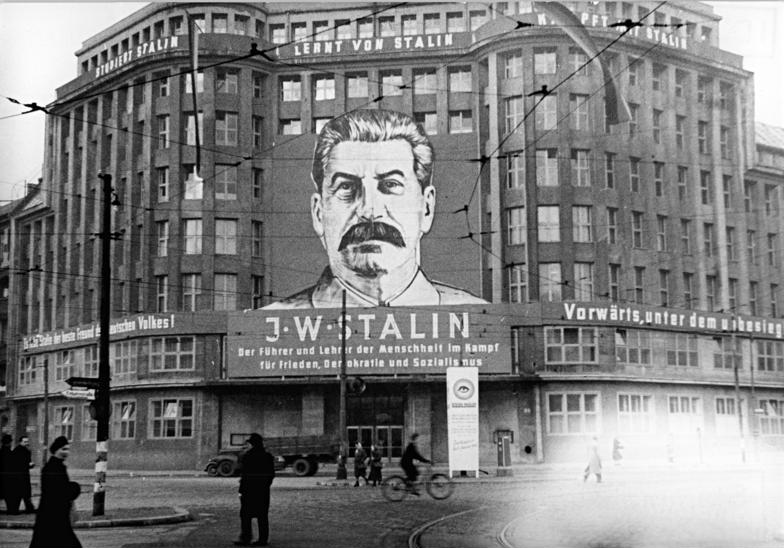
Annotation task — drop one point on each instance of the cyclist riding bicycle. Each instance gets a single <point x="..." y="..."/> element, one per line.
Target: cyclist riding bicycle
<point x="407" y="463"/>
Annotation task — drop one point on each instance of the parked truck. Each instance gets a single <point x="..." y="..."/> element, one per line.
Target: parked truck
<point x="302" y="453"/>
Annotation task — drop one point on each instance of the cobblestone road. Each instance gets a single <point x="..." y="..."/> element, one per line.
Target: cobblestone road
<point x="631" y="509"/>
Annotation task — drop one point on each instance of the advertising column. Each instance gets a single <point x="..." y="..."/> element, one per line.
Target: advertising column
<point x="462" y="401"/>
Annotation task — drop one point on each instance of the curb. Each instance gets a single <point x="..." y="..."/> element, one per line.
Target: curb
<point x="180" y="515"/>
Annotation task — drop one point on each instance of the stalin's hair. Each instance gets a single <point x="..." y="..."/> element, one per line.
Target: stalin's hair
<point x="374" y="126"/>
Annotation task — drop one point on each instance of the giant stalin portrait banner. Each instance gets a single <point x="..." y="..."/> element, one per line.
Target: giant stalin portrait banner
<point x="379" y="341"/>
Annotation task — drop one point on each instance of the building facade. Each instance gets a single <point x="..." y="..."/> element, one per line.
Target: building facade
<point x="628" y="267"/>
________________
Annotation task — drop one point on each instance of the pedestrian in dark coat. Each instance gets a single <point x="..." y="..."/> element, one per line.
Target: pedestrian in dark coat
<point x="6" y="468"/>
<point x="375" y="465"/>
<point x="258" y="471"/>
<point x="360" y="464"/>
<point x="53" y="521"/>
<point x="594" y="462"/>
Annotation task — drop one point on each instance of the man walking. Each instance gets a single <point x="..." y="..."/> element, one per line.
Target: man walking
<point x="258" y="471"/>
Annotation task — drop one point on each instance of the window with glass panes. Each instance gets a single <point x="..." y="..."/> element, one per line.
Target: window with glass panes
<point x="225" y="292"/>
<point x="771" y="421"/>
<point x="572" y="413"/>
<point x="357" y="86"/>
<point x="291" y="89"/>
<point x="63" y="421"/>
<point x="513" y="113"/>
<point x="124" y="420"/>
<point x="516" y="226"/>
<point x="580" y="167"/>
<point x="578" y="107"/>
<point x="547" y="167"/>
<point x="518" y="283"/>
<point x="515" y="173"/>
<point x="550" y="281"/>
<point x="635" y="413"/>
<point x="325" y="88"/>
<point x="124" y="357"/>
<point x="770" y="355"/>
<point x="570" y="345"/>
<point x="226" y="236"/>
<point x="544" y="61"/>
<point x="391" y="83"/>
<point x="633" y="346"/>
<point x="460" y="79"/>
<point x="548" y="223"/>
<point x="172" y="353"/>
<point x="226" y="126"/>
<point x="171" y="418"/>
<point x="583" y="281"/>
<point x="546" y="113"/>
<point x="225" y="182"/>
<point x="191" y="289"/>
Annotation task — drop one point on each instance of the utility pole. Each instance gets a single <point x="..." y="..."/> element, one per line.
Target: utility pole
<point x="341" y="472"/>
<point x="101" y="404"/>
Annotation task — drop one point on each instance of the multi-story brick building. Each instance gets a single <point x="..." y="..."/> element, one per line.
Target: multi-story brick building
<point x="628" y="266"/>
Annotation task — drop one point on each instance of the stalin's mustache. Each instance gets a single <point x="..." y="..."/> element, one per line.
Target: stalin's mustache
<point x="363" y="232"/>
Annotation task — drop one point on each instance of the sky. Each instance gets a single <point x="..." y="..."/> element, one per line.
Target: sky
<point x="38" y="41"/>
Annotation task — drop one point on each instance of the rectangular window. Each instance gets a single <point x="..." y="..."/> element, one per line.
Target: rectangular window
________________
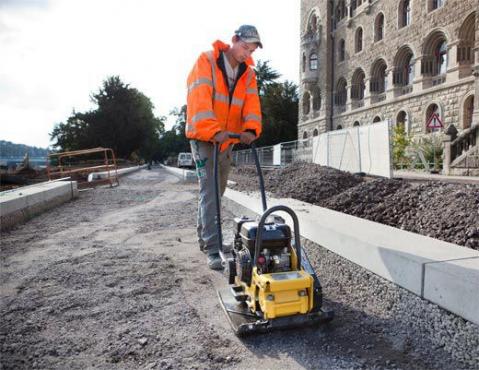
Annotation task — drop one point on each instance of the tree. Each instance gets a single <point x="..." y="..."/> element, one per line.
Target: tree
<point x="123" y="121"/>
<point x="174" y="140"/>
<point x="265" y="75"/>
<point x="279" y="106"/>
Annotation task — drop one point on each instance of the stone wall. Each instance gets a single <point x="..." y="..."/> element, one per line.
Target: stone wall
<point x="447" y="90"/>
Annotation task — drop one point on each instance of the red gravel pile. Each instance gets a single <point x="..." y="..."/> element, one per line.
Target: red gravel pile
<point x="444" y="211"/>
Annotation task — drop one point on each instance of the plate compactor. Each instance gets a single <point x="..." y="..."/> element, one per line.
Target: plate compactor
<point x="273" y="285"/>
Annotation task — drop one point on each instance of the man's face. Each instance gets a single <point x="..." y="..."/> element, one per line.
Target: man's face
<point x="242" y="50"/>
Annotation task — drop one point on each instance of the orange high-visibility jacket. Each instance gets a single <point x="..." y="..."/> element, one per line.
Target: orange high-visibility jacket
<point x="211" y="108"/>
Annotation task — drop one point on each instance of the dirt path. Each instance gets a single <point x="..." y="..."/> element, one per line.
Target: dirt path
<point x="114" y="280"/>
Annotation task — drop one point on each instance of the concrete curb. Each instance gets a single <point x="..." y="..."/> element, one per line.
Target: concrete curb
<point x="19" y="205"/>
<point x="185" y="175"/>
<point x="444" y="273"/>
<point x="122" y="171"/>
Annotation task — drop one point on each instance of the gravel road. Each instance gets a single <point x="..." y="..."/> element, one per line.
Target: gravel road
________________
• **GOAL OF THE EXERCISE**:
Rewrite the lines starting at the one containing "of the gravel" and ending at the one containing "Target: gravel road", with "gravel road" changed to "dirt road" and nothing else altered.

• **RESULT OF THIS TASK**:
Annotation task — drop one point on each instance of the dirt road. Each instance gets a single <point x="..." y="..."/> element, one per line.
Target: dirt road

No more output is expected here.